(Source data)

--- START ---

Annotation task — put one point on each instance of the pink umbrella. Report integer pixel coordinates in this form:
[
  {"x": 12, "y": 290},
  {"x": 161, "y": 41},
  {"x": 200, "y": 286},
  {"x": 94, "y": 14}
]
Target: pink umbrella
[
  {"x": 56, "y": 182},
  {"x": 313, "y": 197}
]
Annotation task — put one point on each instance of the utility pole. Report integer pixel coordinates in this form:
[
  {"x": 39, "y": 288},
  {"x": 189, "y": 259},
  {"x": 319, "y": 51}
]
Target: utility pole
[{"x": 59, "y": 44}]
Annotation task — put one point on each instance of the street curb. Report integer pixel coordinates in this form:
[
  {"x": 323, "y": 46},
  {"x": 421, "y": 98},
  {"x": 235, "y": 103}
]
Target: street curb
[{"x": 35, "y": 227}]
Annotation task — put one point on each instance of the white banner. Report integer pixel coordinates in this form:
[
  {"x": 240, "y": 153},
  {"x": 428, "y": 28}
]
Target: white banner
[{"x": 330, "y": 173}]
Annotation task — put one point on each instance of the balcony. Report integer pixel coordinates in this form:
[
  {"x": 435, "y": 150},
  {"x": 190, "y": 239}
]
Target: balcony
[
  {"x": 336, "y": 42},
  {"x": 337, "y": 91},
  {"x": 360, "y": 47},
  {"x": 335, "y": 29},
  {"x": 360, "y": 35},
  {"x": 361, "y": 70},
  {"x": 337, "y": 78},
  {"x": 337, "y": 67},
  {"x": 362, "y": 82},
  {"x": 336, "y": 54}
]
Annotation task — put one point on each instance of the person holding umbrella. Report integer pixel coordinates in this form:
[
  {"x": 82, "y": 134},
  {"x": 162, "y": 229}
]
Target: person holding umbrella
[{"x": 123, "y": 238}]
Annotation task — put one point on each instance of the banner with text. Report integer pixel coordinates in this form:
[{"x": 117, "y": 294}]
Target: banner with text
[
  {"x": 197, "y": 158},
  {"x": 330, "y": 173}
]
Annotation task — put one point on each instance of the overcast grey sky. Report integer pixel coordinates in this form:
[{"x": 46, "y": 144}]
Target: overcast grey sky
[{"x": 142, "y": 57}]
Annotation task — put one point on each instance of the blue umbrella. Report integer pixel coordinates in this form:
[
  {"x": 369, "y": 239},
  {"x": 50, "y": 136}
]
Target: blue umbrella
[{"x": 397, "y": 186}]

--- END ---

Set problem:
Copy out word for word everything from the line that contains "of the street" down to the end of the items, including both of those lines.

Exercise answer:
Annotation task — put one point on each instance of the street curb. Report integer pixel coordinates in this form:
[
  {"x": 323, "y": 46},
  {"x": 421, "y": 98},
  {"x": 235, "y": 103}
]
Target: street curb
[{"x": 35, "y": 227}]
Annotation task — put one point on each instance of the white banner. Report integer pixel coordinates in this form:
[
  {"x": 240, "y": 153},
  {"x": 428, "y": 28}
]
Target: white banner
[{"x": 330, "y": 173}]
Annotation task — put one point on each instance of the balcony. Report integer pixel coordinates in this form:
[
  {"x": 435, "y": 150},
  {"x": 190, "y": 239}
]
Target: balcony
[
  {"x": 336, "y": 42},
  {"x": 337, "y": 91},
  {"x": 360, "y": 47},
  {"x": 335, "y": 29},
  {"x": 360, "y": 35},
  {"x": 361, "y": 70},
  {"x": 337, "y": 78},
  {"x": 337, "y": 67},
  {"x": 362, "y": 82},
  {"x": 336, "y": 54}
]
Annotation task — put one point on each instance of the person holding umbrella. Report integer pixel coordinates in this form:
[
  {"x": 82, "y": 134},
  {"x": 162, "y": 229}
]
Target: person holding umbrella
[{"x": 123, "y": 238}]
Annotation task — put one point on each instance of the banner with text. Report integer pixel coordinates in this form:
[{"x": 117, "y": 294}]
Target: banner with text
[
  {"x": 197, "y": 158},
  {"x": 330, "y": 173}
]
Annotation task — put one point on each instance of the overcast grey sky. Report integer pixel coordinates in this form:
[{"x": 46, "y": 144}]
Target: overcast grey sky
[{"x": 142, "y": 57}]
Annotation task — put one point on each instance of the blue umbrella. Report integer pixel coordinates in this form:
[
  {"x": 369, "y": 239},
  {"x": 50, "y": 136}
]
Target: blue umbrella
[{"x": 397, "y": 186}]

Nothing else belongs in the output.